ARTIKEL:
+++
Rekomendasi film menarik buat acara keluarga!
Membicarakan mengenai budaya Tionghoa memang selalu menarik, terutama pada topik diaspora. Sejak abad ke-3 dan ke-5, para pedagang dari dataran Tiongkok memang berkelana ke berbagai penjuru dunia. Hal itulah yang kemudian memunculkan kawasan-kawasan Pecinan dan pada akhirnya membuat masyarakat Tionghoa menjadi masyarakat yang paling banyak menyebar ke seluruh dunia.
Namun, tentu saja hal ini menimbulkan beberapa fenomena, salah satunya benturan budaya. Budaya yang dibawa imigran dari Tiongkok tentu memiliki perbedaan dengan budaya negara asal. Benturan-benturan budaya ini kerap menjadi ide menarik buat film.
Nah, dalam suasana Imlek ini, menyimak karya tentang benturan dan asimilasi budaya Tionghoa menarik banget, nih. Coba saja tonton rekomendasi film berikut ini:
Rekomendasi film menarik tentang benyuran budaya Tionghoa
Crazy Rich Asian (2018)
Benturan budaya dalam Crazy Rich Asian memang kompleks. Sesama masyarakat Tionghoa, yang lahir dan besar di negara berbeda, akan menganut budaya dan ideologi berbeda pula.
Film Crazy Rich Asian bercerita mengenai Rachel Chu, seorang gadis Tionghoa yang lahir dan besar di Amerika Serikat. Rachel ini stereotip cewek Asia di Amerika banget: pekerja keras, independen, dan percaya diri. Ketika ia menemukan kenyataan bahwa Nick Young, kekasihnya, adalah anak konglomerat Singapura, ia tentu sangat kaget.
Budaya keluarga Young beda banget sama budaya Rachel Chu yang memang sejak kecil dibesarkan oleh single mother di Amerika Serikat. Keluarga Young masih terikat budaya, norma, dan etika orang Asia, yang kaya pula. Benturan ini semakin terlihat lewat interaksi Rachel dengan Eleanor, ibu Nick yang kolot dan merasa bahwa Rachel bukan our people. Menurut Eleanor, Rachel terlalu Amerika, enggak satu pergaulan, dan akan menjauhkan sang anak dari keluarganya.
+++
DAFTAR LATIHAN:

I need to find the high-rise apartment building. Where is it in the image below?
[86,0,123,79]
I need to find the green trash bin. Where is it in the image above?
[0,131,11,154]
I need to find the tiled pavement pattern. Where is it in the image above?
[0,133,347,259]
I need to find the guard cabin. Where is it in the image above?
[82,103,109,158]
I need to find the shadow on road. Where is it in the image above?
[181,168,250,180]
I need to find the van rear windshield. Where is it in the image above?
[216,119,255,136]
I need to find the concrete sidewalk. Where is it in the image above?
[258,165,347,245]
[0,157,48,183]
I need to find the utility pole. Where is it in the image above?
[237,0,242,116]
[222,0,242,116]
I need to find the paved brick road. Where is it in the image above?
+++
TUGAS ANDA:
[a] Nyatakan baris-baris daftar sebagai list JSON berisi string, satu string untuk setiap baris, tanpa baris kosong, mulai dari baris yang memuat "I need to find the green" sampai akhir daftar, kedua ujungnya termasuk.
[b] Lanjutkan artikel tentang film bertema benturan budaya Tionghoa mulai dari bagian terakhirnya.
Artikel dan daftar di atas diambil dari sumber yang berlainan.

KUNCI JAWABAN:
[a]
[
  "I need to find the green trash bin. Where is it in the image above?",
  "[0,131,11,154]",
  "I need to find the tiled pavement pattern. Where is it in the image above?",
  "[0,133,347,259]",
  "I need to find the guard cabin. Where is it in the image above?",
  "[82,103,109,158]",
  "I need to find the shadow on road. Where is it in the image above?",
  "[181,168,250,180]",
  "I need to find the van rear windshield. Where is it in the image above?",
  "[216,119,255,136]",
  "I need to find the concrete sidewalk. Where is it in the image above?",
  "[258,165,347,245]",
  "[0,157,48,183]",
  "I need to find the utility pole. Where is it in the image above?",
  "[237,0,242,116]",
  "[222,0,242,116]",
  "I need to find the paved brick road. Where is it in the image above?"
]

[b]
Nah, menonton Crazy Rich Asian bikin kamu paham bahwa diaspora masyarakat Tiongkok ke wilayah yang berbeda akan menciptakan budaya yang juga berbeda.
Ilo-Ilo (2014)
Singapura adalah salah satu negara dengan diaspora Tionghoa yang cukjp besar. Benturan budaya pada prosesnya ini salah satunya direkam dalam film Singapura yang berjudul Ilo-Ilo.
Berlatar krisis keuangan Asia pada tahun 1997, Ilo-Ilo menyajikan konflik keluarga Tionghoa di Singapura dengan asisten rumah tangga mereka yang berasal dari Filipina. Ya, di Singapura, memang sangat banyak orang Filipina yang bekerja sebagai ART.
Keluarga itu terdiri atas Teck, seorang ayah yang bekerja di bidang penjualan, Hwee Leng, seorang ibu hamil dan sekretaris, serta putra mereka Jiale. Krisis ekonomi melanda tepat ketika keluarga tersebut mempekerjakan Teresa/Terry sebagai ART. Konfliknya kompleks, antara perjuangan dalam krisis keuangan, serta kecemburuan sang ibu karen Jiale dekat banget sama Terry.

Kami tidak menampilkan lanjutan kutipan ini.